Reproduce each of the rows below verbatim, keeping every word and character unchanged.

**Extracted information:**
-- Start --

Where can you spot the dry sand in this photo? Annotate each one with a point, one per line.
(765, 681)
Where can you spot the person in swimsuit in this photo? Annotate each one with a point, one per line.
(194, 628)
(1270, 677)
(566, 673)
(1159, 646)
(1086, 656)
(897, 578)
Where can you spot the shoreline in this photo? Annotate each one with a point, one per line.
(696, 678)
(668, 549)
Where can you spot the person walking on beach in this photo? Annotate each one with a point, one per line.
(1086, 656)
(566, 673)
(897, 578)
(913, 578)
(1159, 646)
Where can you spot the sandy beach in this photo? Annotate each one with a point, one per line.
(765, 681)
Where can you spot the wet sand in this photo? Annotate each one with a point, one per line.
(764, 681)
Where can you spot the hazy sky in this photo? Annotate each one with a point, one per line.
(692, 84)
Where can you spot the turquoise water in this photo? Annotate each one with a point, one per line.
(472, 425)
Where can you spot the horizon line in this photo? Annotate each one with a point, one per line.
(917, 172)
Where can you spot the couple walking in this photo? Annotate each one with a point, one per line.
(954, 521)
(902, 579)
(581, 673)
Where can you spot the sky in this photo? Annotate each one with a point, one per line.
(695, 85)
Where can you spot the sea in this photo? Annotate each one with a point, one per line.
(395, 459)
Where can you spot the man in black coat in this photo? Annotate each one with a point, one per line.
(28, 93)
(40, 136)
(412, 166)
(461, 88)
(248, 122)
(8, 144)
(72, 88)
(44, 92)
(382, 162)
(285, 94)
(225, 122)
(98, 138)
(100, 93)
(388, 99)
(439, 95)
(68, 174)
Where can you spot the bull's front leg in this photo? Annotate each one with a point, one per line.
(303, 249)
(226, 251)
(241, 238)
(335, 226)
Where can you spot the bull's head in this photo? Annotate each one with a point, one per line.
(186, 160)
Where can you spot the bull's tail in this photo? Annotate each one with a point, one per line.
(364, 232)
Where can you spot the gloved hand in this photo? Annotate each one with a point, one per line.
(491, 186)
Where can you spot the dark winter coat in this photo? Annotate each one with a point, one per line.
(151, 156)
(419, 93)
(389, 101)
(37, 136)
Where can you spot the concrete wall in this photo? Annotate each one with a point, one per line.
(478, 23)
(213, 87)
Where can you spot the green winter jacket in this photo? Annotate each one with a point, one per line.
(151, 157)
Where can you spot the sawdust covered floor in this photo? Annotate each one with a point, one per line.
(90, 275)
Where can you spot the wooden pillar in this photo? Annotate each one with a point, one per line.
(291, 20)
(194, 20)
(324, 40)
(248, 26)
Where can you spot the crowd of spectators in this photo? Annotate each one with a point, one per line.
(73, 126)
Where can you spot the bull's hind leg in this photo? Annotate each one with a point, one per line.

-- End --

**Response to the task:**
Where can you spot the dry sand in this photo? Annotate each one with a point, one per line.
(765, 681)
Where can you spot the person in swimsuit in this photo? Annotate each one with a point, one per line.
(194, 628)
(1270, 677)
(566, 673)
(1159, 646)
(1086, 656)
(897, 578)
Where can you spot the shoreline in this photo? Annotate each one with a point, one per line.
(696, 678)
(668, 549)
Where can you spot the person walking on beach in this photo? Annotate each one with a point, one per line.
(1086, 656)
(566, 673)
(897, 578)
(913, 578)
(1159, 646)
Where can you spot the sandy beach in this photo? Annotate each one with a point, one per line.
(765, 681)
Where can you spot the wet sand in this photo? Annotate each one with a point, one per line.
(764, 681)
Where can you spot the hazy sky in this photo? Annotate each one with a point, one per line.
(692, 84)
Where can you spot the turquoise water in this photo? Annotate each one with a point, one per line.
(472, 425)
Where can you spot the horizon line in this photo? Annotate each one with a point, one per line.
(917, 172)
Where can you spot the couple walking in this photo? Annotate each one with a point, one per line.
(954, 521)
(902, 579)
(581, 673)
Where can you spot the sky in this photo? Annotate each one with a point, one per line.
(695, 85)
Where can you spot the sea in this photo? Annotate each one with a point, one per line.
(395, 459)
Where can you spot the man in black coat in this photo? Annotate each one with a point, one per line.
(28, 93)
(40, 136)
(412, 166)
(461, 88)
(248, 122)
(8, 144)
(72, 88)
(44, 92)
(382, 162)
(285, 94)
(225, 122)
(98, 138)
(100, 93)
(388, 99)
(439, 95)
(68, 174)
Where can you spot the bull's front leg in this photo? Annotate each one with a point, one per line.
(303, 249)
(226, 251)
(241, 238)
(335, 226)
Where can you spot the bull's head in this photo? Annotate each one with a point, one per line.
(186, 160)
Where can you spot the bull's tail in this photo? Annotate each one with a point, one per line.
(364, 232)
Where can you spot the gloved hand in this photo? Annotate each one with a point, one per line.
(491, 186)
Where can you spot the dark winter coat in this photo? Annotate each one with a point, one per line.
(151, 156)
(419, 93)
(389, 101)
(37, 136)
Where can you spot the concrete wall in this photo? Annotate each one with a point, one per line.
(478, 23)
(213, 87)
Where can you spot the green winter jacket in this photo? Annotate each one with a point, one per line.
(151, 157)
Where can you spot the sawdust covered floor in this photo? Annotate each one with a point, one per line.
(90, 275)
Where can you spot the wooden pillar in this photo? Annotate each one with a point, one per line.
(291, 20)
(194, 20)
(324, 40)
(248, 26)
Where can you spot the crowd of spectators in this photo? Annotate each one with a point, one per line.
(73, 126)
Where can you spot the bull's hind leg in this photo? Annotate each one with a point, one per line.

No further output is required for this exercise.